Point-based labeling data
>>>>>

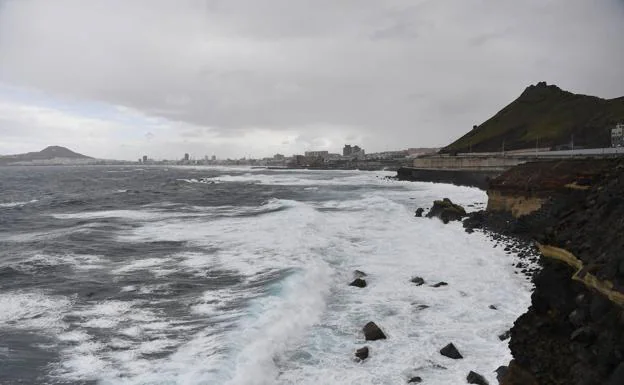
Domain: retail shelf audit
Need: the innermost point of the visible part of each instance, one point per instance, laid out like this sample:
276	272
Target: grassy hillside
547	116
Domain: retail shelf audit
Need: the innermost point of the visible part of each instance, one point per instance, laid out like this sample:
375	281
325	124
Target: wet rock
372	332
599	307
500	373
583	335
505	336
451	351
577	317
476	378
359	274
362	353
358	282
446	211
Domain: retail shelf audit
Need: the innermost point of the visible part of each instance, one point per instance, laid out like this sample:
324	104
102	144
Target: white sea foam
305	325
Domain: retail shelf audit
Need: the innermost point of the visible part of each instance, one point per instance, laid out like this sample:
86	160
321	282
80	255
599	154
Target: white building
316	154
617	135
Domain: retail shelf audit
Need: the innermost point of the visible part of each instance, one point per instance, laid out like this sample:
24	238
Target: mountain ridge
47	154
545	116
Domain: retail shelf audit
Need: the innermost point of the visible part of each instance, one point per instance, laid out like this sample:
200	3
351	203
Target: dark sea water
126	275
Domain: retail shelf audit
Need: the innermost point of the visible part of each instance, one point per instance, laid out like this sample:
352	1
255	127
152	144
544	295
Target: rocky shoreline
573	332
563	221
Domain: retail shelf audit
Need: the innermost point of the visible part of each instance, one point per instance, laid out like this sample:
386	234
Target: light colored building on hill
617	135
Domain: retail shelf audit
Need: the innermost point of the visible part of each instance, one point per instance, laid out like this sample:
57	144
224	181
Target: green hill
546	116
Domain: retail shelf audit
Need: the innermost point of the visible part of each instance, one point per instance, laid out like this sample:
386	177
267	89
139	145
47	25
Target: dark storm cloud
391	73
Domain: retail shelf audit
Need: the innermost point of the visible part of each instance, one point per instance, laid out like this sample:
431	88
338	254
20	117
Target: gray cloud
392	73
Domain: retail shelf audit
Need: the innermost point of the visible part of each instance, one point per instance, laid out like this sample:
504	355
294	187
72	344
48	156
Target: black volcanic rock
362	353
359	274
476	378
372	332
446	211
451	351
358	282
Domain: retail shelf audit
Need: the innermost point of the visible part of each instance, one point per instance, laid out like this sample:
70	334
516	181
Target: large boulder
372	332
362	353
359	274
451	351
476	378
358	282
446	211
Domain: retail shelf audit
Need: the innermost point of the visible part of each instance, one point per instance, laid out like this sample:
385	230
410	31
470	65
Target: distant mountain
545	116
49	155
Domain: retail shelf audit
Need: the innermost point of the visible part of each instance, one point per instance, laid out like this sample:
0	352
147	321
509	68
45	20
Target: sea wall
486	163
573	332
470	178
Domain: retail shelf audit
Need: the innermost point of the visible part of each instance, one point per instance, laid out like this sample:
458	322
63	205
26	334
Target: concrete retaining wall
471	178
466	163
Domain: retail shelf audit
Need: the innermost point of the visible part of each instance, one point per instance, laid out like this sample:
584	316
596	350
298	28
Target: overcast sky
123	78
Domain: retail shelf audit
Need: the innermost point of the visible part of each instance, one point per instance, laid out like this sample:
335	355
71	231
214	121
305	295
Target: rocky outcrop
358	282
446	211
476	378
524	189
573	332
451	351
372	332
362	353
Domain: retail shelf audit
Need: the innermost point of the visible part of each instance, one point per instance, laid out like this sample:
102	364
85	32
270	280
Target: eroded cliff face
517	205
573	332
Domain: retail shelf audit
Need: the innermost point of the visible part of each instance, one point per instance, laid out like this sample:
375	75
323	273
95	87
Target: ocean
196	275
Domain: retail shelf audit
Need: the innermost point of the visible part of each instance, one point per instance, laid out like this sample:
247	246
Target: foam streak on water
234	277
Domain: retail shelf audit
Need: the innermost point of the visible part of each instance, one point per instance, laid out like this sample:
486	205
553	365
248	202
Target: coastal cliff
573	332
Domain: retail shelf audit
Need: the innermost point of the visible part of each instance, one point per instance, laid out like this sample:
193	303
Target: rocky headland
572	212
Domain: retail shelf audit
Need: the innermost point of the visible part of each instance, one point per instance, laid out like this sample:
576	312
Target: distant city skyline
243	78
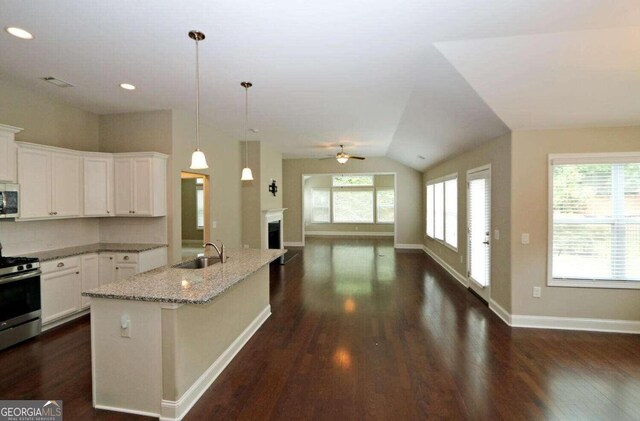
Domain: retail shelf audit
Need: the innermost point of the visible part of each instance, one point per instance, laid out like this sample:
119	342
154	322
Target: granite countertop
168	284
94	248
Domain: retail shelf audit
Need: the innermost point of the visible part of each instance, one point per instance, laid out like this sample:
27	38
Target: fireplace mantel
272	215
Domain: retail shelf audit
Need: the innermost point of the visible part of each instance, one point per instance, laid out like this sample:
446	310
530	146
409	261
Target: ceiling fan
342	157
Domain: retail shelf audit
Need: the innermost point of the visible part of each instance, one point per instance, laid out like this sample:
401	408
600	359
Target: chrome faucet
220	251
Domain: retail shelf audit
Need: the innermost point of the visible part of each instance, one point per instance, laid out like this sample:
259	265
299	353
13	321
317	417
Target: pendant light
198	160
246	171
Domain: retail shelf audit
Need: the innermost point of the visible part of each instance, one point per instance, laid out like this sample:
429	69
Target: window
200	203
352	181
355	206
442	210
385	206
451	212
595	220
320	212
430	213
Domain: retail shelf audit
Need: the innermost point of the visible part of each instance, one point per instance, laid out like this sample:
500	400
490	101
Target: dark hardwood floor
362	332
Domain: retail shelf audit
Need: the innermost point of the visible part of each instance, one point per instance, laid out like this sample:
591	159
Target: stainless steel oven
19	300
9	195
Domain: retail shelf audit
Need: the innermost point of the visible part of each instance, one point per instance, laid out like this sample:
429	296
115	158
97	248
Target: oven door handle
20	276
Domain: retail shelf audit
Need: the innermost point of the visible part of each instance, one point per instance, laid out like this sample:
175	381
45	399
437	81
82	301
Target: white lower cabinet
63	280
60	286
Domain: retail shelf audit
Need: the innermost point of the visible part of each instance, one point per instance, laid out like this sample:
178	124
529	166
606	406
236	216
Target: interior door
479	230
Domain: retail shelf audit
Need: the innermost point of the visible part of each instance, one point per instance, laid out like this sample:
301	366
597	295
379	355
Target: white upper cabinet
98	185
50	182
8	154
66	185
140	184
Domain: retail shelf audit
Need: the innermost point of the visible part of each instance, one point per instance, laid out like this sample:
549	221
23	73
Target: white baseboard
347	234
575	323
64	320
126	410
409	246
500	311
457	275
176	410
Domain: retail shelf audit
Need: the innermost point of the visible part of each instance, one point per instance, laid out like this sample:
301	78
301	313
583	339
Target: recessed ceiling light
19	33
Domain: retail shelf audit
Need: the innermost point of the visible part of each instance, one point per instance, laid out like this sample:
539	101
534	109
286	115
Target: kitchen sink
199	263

<<<<<
>>>>>

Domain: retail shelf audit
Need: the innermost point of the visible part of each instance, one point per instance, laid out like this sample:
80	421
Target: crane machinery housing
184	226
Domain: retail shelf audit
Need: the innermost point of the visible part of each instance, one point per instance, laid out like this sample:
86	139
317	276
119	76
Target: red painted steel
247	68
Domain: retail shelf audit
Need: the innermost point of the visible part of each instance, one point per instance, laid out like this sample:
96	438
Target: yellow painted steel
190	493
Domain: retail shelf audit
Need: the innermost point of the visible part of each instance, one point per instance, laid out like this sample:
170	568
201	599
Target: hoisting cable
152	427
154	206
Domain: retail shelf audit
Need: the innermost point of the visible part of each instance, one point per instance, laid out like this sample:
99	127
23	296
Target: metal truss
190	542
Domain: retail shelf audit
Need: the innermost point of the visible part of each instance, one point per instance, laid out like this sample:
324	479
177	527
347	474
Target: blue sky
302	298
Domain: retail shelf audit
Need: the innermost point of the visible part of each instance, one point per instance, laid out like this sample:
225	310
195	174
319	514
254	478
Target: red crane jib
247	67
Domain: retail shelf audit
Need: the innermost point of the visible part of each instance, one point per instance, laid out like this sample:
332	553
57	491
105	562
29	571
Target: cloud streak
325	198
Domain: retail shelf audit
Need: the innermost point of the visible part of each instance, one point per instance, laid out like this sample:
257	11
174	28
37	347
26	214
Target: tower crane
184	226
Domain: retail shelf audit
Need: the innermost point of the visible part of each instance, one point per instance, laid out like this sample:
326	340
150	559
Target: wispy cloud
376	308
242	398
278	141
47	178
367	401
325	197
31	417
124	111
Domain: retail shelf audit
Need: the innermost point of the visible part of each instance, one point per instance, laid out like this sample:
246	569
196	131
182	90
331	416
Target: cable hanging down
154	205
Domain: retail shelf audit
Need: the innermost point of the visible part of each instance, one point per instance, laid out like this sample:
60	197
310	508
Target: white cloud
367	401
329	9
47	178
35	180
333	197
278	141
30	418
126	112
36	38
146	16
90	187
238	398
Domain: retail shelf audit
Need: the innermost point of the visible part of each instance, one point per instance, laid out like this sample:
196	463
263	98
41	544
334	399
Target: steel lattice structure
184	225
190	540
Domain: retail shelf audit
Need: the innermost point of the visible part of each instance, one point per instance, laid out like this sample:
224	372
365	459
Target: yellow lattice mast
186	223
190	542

<<<<<

Show each line in the records that contains the string "cliff". Case matters.

Target: eroded cliff face
Target: coastal cliff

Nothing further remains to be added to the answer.